* Begin Provided passage *

Another typical use case is disaster recovery. Customers are looking for an offsite approach with which they can prepare themselves for different kind of scenarios with “warm standby” or “active/active” configurations. There are different architectural options and also different solutions from VMware available, e.g.:

Hybrid Cloud Extension (HCX)

How can you bridge the gap between on-premises data centers and VMC on AWS to enable application migrations or workload mobility? HCX creates an encrypted, high-throughput, WAN-optimized, load-balanced, traffic-engineered hybrid interconnect automates the creation of network extensions.

In short: VMware HCX can interconnect different vSphere-based clouds and with that you achieve a fabric for workload mobility by using vMotion over different clouds. It even preserves existing network connections!

Imagine how much easier and faster application migrations can be done now.

Let’s see if there is a future, that customers need full workload mobility where regular migrations from and to different clouds can be done. Maybe there is a customer, who migrates workloads today from on-prem to VMC on AWS, tomorrow to Azure VMware Solution, the next week to Google Cloud VMware Engine, and in the end back to an on-premises data center where another fully managed service like VMC on Dell EMC is deployed. 😀

VMware Cloud on AWS with Tanzu Services

It was mentioned above already, VMware Cloud on AWS includes “Tanzu Kubernetes Service” and “Tanzu Mission Control Essentials”.

VMware Cloud with Tanzu Services has been introduced at VMworld 2021 as the “Easy path to enterprise-grade Kubernetes on a fully managed, multi-cloud ready IaaS and CaaS platform”:

VMware Cloud with Tanzu Services

 

This was also when Tanzu Services became available for VMC on AWS with the following capabilities:

  • Managed Tanzu Kubernetes Grid Service: Provision Tanzu Kubernetes clusters within a few minutes using a simple, fast, and self-service experience in the VMware Cloud console. The underlying SDDC infrastructure and capacity required for Kubernetes workloads is fully managed by VMware. Use vCenter Server for managing Kubernetes workloads by deploying Kubernetes clusters, provisioning role-based access and allocating capacity for Developer teams. Manage multiple TKG clusters as namespaces with observability, troubleshooting and resiliency in vCenter Server.
  • Built in support for Tanzu Mission Control Essentials: Attach upstream compliant Kubernetes clusters including Amazon EKS and Tanzu Kubernetes Grid clusters. Manage lifecycle for Tanzu Kubernetes Grid clusters and centralize platform operations for Kubernetes clusters using the Kubernetes management plane offered by Tanzu Mission Control. Tanzu Mission Control provides a global visibility across clusters and clouds and increases security and governance by automating operational tasks such as access and security management at scale.

VMware Cloud with Tanzu Services

Take a look at the VMware Tanzu Mission Control Feature Comparison Chart to better understand the feature set of TMC Essentials.

Did you know that the Tanzu Mission Control Standard Package is included with TMC Essentials?

As of November 2021, new clusters registered with TMC will have the Carvel package manager (the kapp-controller), deployed within the cluster. The “Catalog” page in the Tanzu Mission Control console allows you to view packages available from the Tanzu Standard repository (and your own custom Carvel package repositories) and install them in your Kubernetes clusters.

* End Provided passage *

Required work
1 > Decide whether each statement below agrees with the VMware Cloud passage. Mark each yes or no and quote the words from the passage that settle it.
(a) HCX keeps existing network connections in place.
(b) VMware Cloud with Tanzu Services was introduced at VMworld 2020.
(c) With the Managed Tanzu Kubernetes Grid Service, customers manage the underlying SDDC infrastructure themselves.
2 > Rewrite the stretch of the VMware Cloud passage from "Take a look" through "with TMC Essentials?", putting "Tanzu Mission Control Essentials" wherever "TMC Essentials" appears.

* Begin Material supplied *

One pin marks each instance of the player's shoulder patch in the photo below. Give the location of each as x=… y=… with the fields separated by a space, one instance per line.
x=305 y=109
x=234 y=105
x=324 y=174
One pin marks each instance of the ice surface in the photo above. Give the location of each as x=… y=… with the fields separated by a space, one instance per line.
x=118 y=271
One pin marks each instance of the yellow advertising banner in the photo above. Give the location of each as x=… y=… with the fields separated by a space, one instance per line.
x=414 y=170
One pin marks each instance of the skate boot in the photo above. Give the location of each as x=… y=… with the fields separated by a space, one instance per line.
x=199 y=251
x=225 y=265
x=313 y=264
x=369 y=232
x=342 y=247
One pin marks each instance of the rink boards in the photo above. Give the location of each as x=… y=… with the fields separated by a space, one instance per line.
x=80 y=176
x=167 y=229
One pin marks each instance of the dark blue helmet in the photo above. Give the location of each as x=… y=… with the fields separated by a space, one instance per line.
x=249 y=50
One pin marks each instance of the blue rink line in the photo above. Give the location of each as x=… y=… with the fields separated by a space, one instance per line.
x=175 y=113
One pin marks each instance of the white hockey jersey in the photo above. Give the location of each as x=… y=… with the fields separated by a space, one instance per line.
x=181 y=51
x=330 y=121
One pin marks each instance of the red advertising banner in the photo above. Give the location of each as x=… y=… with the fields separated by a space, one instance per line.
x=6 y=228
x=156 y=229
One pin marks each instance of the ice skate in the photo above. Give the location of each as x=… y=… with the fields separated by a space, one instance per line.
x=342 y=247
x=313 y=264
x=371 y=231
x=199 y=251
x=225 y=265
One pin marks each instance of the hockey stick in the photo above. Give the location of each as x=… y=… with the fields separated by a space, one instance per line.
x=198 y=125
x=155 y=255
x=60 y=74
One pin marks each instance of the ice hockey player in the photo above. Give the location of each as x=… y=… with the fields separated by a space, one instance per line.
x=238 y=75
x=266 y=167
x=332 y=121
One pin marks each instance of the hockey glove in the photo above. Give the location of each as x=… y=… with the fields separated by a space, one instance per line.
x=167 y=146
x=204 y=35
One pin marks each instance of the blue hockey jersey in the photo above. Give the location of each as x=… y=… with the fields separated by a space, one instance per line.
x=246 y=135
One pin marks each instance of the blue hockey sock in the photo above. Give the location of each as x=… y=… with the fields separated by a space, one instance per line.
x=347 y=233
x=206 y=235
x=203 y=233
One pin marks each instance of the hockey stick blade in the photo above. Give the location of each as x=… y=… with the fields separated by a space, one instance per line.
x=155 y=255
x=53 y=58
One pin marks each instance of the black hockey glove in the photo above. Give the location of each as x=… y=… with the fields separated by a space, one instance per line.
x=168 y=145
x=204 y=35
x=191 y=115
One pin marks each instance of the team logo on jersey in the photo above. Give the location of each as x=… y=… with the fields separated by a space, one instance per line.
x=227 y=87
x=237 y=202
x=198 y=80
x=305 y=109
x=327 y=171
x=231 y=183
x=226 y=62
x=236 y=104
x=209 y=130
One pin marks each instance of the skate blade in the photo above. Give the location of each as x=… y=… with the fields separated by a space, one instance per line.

* End Material supplied *

Complete answers
1 >
(a) Yes: "It even preserves existing network connections!"
(b) No: "VMware Cloud with Tanzu Services has been introduced at VMworld 2021"
(c) No: "The underlying SDDC infrastructure and capacity required for Kubernetes workloads is fully managed by VMware."

2 >
Take a look at the VMware Tanzu Mission Control Feature Comparison Chart to better understand the feature set of Tanzu Mission Control Essentials.

Did you know that the Tanzu Mission Control Standard Package is included with Tanzu Mission Control Essentials?